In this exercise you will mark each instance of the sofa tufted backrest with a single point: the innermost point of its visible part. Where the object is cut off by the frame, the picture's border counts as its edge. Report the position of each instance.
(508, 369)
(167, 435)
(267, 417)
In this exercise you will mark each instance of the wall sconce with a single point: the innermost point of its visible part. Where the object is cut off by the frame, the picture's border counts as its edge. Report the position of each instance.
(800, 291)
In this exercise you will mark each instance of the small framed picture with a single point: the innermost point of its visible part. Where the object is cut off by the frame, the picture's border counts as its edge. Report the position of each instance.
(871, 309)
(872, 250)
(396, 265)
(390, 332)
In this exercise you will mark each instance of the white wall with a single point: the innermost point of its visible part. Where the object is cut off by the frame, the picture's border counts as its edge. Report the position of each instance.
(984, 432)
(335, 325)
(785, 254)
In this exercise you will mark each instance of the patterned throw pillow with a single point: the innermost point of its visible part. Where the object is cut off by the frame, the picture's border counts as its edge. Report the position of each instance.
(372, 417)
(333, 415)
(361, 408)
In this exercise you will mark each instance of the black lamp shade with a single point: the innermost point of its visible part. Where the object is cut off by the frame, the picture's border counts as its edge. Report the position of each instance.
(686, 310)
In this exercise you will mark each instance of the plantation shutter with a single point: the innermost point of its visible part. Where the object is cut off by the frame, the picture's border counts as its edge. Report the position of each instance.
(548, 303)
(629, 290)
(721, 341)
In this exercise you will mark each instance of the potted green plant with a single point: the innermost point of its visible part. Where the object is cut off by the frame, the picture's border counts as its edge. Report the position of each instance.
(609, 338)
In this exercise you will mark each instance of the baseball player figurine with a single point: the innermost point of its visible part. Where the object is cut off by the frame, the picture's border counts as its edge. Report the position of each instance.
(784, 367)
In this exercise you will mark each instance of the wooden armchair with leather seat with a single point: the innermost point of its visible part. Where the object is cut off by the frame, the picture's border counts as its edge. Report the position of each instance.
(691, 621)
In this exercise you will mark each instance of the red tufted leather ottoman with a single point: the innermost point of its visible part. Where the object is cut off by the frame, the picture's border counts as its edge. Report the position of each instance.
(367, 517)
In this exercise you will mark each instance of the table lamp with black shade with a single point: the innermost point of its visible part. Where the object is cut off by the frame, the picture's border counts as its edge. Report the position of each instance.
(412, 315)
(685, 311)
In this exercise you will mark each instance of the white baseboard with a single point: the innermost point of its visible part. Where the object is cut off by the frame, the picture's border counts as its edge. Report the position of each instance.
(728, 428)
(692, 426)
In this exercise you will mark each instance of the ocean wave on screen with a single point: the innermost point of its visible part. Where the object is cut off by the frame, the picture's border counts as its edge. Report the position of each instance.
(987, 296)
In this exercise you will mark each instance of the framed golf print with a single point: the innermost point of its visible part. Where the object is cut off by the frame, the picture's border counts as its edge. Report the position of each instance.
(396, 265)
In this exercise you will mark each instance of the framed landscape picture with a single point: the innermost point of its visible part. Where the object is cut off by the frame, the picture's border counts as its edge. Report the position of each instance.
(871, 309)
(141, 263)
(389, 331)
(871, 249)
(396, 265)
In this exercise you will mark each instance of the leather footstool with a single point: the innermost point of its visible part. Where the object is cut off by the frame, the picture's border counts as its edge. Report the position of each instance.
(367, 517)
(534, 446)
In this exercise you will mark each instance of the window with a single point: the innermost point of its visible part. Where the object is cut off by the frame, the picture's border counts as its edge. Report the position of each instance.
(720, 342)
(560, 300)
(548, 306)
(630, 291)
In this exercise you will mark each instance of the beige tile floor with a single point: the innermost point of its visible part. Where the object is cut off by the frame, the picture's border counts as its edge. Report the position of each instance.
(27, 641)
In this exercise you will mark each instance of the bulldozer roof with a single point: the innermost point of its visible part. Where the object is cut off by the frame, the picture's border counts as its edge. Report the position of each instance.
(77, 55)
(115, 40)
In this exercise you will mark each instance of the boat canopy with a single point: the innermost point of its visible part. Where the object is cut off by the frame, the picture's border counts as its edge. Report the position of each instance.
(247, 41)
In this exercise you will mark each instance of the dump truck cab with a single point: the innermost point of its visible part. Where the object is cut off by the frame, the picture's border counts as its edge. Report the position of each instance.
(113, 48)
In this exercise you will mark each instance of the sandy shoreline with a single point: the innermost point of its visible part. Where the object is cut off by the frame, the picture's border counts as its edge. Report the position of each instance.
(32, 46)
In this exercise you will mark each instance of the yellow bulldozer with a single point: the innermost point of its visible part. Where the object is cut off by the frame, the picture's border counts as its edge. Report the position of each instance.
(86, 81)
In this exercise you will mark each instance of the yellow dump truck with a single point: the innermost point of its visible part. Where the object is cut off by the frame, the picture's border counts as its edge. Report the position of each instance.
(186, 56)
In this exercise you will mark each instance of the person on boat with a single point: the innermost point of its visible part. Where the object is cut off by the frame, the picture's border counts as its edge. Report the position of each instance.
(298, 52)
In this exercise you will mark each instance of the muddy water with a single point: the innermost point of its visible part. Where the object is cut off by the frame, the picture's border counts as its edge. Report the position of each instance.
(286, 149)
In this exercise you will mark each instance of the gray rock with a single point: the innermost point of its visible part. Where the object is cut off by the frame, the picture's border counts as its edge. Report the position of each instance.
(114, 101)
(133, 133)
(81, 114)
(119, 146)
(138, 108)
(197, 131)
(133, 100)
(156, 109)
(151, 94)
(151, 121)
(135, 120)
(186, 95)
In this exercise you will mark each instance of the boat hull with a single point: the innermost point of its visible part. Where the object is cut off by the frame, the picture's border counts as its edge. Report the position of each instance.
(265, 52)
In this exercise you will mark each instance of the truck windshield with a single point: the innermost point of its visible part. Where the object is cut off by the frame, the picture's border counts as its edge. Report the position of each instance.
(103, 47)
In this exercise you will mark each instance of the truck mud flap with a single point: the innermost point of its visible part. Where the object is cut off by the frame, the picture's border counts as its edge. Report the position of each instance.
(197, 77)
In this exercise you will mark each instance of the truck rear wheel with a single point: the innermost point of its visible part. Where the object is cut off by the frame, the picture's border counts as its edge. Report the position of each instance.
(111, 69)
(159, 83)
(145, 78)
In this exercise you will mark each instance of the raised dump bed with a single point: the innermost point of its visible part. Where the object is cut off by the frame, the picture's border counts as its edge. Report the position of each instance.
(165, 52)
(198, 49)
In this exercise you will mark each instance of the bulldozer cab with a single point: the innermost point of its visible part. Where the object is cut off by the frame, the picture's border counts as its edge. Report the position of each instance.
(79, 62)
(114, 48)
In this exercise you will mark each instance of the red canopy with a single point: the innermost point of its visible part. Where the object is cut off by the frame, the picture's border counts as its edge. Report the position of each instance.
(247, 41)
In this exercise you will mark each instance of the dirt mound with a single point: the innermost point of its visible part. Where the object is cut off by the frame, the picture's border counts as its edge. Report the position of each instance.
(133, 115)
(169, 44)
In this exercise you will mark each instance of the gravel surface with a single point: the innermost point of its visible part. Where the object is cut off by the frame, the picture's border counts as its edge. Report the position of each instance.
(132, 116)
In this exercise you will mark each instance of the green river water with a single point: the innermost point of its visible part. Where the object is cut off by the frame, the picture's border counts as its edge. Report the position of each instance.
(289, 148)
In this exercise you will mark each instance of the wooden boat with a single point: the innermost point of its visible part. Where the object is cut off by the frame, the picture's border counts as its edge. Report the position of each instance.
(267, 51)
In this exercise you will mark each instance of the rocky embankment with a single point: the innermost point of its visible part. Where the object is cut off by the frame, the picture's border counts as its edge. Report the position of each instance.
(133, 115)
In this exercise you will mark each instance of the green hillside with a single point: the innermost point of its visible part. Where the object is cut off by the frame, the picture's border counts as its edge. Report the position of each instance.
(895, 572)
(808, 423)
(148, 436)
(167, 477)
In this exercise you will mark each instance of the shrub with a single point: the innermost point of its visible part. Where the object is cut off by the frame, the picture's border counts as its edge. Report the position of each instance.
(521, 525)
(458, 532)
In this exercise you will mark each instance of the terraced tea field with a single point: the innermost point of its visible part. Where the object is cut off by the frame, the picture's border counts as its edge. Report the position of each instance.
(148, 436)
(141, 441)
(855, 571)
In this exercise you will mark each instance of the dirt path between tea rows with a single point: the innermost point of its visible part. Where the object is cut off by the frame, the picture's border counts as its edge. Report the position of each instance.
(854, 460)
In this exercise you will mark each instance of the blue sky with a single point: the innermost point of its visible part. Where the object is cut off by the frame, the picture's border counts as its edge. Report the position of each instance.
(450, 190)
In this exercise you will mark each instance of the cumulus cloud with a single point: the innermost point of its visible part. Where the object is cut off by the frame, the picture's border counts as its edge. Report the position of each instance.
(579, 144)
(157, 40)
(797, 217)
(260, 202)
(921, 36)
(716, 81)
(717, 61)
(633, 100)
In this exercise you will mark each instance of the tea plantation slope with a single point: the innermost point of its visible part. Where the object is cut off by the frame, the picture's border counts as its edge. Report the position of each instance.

-*-

# Directions
Using the records above, please retype only the run of lines from the line holding "In this exercise you will mark each instance of the shrub" through the last line, both ends included.

# Exercise answer
In this exercise you will mark each instance of the shrub with a single point: the innermost point of its visible part. Where the object is cut off by the frame, the picture's border counts as its edge. Report the position of each instance.
(521, 525)
(458, 532)
In this exercise you will mark each instance of the terraced tea field with a single point: the innermost point of its visible part. Where the object is cut off by the frame, the picture's border counts as its edge. Report the position of each instance.
(148, 436)
(141, 441)
(855, 571)
In this exercise you will mark each instance of the dirt path between tea rows with a single point: the innermost point of its visible part. Where the object is cut off by the frame, the picture's border counts as its edge. Report the position of each instance.
(854, 460)
In this exercise you will mark each instance of the blue sky with a single point: the innermost point of its visible part. Where the object is cut off by the frame, the picture's border counts as its edge. Report the position of each instance.
(450, 190)
In this exercise you will mark each instance of the cumulus cloud with a single point: the innermost point of its visible part. Where the object is cut off by the frame, the picture's border counts as its edge. Report the position of each instance.
(579, 144)
(157, 40)
(797, 217)
(260, 202)
(921, 36)
(716, 81)
(717, 61)
(633, 100)
In this exercise you will mark each instance of the tea plantation slope with a single point: the innermost point of its visible part. Where the object is cut off by the frame, the picture's border counts as its edge. Report the position of each instance.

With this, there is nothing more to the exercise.